Record excerpts:

┌──

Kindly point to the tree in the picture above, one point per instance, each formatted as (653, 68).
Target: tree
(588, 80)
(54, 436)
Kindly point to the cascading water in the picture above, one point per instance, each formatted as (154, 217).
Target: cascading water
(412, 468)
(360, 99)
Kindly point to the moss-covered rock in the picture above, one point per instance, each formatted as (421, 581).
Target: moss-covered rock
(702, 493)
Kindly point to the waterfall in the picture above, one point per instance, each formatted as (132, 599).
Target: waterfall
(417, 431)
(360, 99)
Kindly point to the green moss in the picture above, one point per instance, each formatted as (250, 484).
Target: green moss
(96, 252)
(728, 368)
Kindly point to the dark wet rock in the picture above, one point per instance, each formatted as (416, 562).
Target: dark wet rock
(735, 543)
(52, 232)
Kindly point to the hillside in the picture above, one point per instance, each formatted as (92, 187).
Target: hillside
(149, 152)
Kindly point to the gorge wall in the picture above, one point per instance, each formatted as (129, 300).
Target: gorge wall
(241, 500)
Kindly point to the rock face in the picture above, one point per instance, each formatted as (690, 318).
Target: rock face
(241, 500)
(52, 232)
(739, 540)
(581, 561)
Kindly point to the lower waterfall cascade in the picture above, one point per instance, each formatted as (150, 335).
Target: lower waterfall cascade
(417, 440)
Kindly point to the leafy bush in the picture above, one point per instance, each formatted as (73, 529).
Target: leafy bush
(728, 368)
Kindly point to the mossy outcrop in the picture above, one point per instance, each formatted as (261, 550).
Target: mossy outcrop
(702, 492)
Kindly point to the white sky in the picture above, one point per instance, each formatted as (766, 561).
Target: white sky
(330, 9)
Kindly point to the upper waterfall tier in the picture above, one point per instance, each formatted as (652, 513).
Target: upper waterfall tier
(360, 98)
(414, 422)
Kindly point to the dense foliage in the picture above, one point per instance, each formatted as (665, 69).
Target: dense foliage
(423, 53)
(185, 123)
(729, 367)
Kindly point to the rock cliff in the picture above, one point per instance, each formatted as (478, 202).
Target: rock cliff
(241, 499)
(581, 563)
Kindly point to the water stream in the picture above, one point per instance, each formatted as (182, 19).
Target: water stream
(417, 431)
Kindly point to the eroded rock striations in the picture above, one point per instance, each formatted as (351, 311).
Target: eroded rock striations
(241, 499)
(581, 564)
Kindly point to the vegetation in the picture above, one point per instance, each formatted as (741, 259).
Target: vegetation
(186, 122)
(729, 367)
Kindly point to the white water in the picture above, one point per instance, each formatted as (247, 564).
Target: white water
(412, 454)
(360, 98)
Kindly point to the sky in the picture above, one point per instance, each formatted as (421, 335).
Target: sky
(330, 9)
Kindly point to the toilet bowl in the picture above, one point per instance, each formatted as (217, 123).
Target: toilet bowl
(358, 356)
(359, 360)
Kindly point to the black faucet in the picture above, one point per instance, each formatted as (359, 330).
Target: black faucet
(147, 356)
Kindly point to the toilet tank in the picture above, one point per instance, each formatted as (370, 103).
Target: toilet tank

└──

Directive: Can you repeat all of the rows above with "Kindly" swapped for "Please" everywhere it occurs, leaving everything else as it is?

Exercise solution:
Please point to the tree in the picture above, one point per instance, each formatted as (653, 68).
Target: tree
(588, 80)
(54, 436)
Please point to the cascading water in the picture above, one point per instance, each formatted as (154, 217).
Target: cascading water
(412, 468)
(360, 99)
Please point to the moss-covered rock in the picture above, one point per instance, each formatted as (421, 581).
Target: moss-covered rock
(702, 493)
Please point to the waterfall in the picture above, one point per instance, each formatted as (132, 599).
Target: waterfall
(417, 431)
(360, 99)
Please point to the green moss in the picture above, one point per instance, each formatted as (250, 484).
Target: green moss
(96, 252)
(728, 368)
Please point to the dark wet rock in the picture above, one point per instance, each formatted as (416, 562).
Target: dark wet rock
(735, 543)
(52, 232)
Please point to the hillside in the picture above, one point per instance, each formatted as (92, 187).
Target: hillside
(149, 152)
Please point to the gorge wall in the picture above, one point per instance, each formatted as (129, 300).
Target: gorge wall
(241, 500)
Please point to the rock face in the picture above, one point per instance, each formatted as (690, 318).
Target: rock face
(241, 500)
(52, 232)
(739, 540)
(581, 561)
Please point to the lower waterfall cascade in the picture above, one point per instance, each formatted as (150, 335).
Target: lower waterfall cascade
(417, 440)
Please point to the leafy bush in the picture above, one point per instance, each formatted as (73, 529).
Target: leafy bush
(728, 368)
Please point to the mossy outcrop in the picture above, one point per instance, each formatted as (261, 550).
Target: mossy outcrop
(702, 492)
Please point to the white sky in the picture above, one point per instance, each formatted as (766, 561).
Target: white sky
(330, 9)
Please point to the upper waterfall tier in the picture above, one point per instance, each formatted as (652, 513).
Target: upper waterfall tier
(360, 98)
(414, 422)
Please point to the dense foliage in the picture above, one point per instance, each formatted as (665, 69).
Target: dense foliage
(423, 53)
(185, 123)
(729, 367)
Please point to the rock cliff in the picture above, one point per instance, each formatted as (478, 202).
Target: rock cliff
(241, 499)
(581, 563)
Please point to the water stream in the picture above, one point per instance, each formatted as (182, 19).
Target: water stream
(417, 431)
Please point to the eroded rock striations in the picture above, one point per instance, each formatted as (351, 311).
Target: eroded rock striations
(241, 499)
(581, 564)
Please point to the vegetation in the picture above, one point per instance, each formatted as (741, 259).
Target: vegetation
(186, 122)
(729, 367)
Please point to the white water in the picture above, one point per instance, each formatted as (247, 564).
Target: white water
(412, 454)
(360, 98)
Please point to the sky in the picture above, one point per instance, each formatted as (421, 335).
Target: sky
(330, 9)
Please point to the toilet bowl in the picture above, one point per instance, each formatted as (217, 123).
Target: toilet bowl
(358, 356)
(359, 360)
Please point to the black faucet in the picture above, one point per instance, each formatted as (359, 330).
Target: black faucet
(147, 356)
Please point to the toilet tank in the picture above, one point per instance, each formatted as (370, 103).
Target: toilet tank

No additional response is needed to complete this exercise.